**To be done**
Please give the lines of the records between the line containing "Q: Please detect the street" and the line containing "[589,573,719,654]", inclusive, as a numbered list with blank lines left out.

[Excerpts of labeled region data]

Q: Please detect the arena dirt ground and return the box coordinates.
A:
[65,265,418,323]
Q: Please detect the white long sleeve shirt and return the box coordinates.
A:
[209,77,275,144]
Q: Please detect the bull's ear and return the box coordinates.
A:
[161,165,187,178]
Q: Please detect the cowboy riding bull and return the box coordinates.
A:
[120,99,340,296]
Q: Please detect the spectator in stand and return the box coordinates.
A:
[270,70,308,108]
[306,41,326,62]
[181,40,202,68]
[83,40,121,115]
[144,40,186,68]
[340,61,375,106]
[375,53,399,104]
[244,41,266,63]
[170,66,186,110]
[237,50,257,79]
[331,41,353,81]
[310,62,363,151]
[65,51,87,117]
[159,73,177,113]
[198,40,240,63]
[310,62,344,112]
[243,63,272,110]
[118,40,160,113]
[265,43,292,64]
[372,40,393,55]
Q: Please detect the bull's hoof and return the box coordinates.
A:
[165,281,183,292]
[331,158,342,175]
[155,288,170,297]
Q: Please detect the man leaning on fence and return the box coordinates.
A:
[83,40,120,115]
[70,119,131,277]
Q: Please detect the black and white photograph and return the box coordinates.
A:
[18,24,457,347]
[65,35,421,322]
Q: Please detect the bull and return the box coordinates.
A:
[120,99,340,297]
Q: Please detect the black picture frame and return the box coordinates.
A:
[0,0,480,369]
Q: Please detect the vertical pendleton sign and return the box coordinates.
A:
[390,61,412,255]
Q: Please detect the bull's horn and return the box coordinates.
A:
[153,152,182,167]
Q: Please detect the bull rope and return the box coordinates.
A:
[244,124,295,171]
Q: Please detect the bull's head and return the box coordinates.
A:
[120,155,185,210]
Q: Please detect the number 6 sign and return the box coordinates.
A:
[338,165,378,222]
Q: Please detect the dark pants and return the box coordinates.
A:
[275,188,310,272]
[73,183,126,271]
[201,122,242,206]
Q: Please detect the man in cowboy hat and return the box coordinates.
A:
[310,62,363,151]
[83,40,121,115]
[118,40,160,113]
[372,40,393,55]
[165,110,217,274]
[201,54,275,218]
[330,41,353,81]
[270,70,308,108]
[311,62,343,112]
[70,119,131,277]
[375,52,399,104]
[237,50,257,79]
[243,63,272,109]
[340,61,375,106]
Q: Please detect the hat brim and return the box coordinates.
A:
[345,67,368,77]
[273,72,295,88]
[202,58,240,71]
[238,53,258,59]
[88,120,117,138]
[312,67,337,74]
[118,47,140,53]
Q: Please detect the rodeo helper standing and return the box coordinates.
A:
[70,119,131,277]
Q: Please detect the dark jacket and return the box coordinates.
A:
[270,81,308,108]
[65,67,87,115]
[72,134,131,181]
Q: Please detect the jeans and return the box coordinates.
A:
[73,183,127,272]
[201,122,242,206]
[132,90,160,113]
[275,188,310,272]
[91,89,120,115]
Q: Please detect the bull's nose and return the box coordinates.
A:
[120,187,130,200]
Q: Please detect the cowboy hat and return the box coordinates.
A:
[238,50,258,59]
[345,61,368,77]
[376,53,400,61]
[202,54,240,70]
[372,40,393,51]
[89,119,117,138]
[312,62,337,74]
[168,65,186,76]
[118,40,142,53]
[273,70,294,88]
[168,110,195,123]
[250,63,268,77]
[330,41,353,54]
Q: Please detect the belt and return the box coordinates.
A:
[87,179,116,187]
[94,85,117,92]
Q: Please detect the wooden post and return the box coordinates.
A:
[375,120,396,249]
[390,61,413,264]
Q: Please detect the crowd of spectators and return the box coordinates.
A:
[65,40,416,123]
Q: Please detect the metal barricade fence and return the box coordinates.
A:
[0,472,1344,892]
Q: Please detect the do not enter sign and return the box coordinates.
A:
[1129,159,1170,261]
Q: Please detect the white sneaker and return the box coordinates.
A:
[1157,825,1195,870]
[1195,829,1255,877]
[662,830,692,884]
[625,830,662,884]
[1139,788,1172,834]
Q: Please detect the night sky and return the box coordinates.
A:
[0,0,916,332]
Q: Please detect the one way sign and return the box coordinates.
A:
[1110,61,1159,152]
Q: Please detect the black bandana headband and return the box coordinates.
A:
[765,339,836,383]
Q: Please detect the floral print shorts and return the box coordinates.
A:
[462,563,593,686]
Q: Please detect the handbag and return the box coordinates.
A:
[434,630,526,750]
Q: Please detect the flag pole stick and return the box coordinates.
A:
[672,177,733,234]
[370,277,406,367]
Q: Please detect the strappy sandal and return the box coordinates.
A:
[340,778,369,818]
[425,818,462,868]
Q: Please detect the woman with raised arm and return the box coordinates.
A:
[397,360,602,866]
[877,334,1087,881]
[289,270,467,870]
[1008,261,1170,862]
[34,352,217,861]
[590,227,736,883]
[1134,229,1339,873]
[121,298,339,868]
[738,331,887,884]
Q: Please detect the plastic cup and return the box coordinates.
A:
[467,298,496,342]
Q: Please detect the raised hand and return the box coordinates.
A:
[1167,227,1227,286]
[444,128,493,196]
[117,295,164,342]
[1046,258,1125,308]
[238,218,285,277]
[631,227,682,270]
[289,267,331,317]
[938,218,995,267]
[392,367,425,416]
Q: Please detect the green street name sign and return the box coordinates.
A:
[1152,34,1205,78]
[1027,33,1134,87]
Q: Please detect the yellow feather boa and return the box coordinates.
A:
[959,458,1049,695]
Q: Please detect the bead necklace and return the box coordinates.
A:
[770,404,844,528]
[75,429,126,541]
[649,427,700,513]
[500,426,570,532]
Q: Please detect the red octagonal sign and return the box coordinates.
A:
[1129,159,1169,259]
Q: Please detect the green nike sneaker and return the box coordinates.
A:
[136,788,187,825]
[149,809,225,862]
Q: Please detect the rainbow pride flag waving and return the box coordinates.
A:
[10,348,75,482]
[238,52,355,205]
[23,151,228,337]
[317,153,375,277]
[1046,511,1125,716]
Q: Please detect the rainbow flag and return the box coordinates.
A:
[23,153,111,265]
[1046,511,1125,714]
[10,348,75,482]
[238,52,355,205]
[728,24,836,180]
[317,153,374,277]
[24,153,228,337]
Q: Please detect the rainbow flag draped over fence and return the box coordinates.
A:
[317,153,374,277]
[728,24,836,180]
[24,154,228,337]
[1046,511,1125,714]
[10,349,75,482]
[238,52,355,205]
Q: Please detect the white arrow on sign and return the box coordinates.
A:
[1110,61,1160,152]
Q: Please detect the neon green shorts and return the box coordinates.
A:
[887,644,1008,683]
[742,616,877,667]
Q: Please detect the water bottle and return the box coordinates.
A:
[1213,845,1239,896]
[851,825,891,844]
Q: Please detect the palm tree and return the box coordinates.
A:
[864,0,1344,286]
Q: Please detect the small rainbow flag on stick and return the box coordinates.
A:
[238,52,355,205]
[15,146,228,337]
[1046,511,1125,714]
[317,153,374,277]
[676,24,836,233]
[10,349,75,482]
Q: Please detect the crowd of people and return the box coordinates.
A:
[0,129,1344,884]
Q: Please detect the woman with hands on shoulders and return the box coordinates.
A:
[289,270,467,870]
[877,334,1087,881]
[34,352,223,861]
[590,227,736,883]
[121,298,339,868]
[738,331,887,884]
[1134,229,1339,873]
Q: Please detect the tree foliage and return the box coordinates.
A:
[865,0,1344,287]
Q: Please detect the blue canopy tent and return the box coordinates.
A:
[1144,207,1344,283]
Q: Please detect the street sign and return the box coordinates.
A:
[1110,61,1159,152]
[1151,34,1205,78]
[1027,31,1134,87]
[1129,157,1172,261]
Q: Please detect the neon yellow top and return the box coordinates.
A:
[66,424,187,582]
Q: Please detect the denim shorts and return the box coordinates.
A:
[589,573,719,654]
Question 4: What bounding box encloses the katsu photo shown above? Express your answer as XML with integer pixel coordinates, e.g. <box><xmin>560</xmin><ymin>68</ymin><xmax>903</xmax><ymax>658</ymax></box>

**Result of this task**
1. Q: Please detect the street sign and return the box coordinates.
2. A:
3. [1110,61,1159,152]
4. [1151,34,1205,78]
5. [1027,31,1134,87]
6. [1129,157,1172,261]
7. Q: Please detect the neon yellow top and return the box coordinates.
8. A:
9. [66,424,187,582]
10. Q: Please detect the denim shorts and return the box coordinates.
11. A:
12. [589,573,719,654]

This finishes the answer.